◆ **STATED PROBLEM**
Reproduce every row below word for word, leaving out the pictures.
* * * *
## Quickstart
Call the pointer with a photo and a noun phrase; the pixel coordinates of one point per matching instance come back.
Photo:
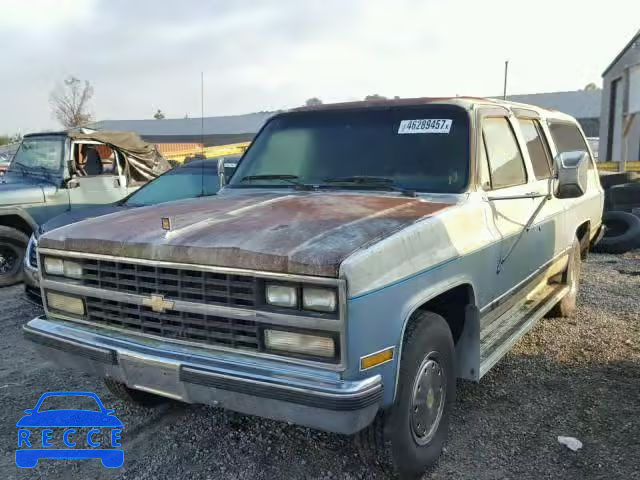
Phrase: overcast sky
(270, 54)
* * * *
◆ **REPLY**
## Quickstart
Call the pointer with a photo and a noun phrase; the pixel coordinates of one point per matching instance come back.
Photo:
Phrase: overcast sky
(270, 54)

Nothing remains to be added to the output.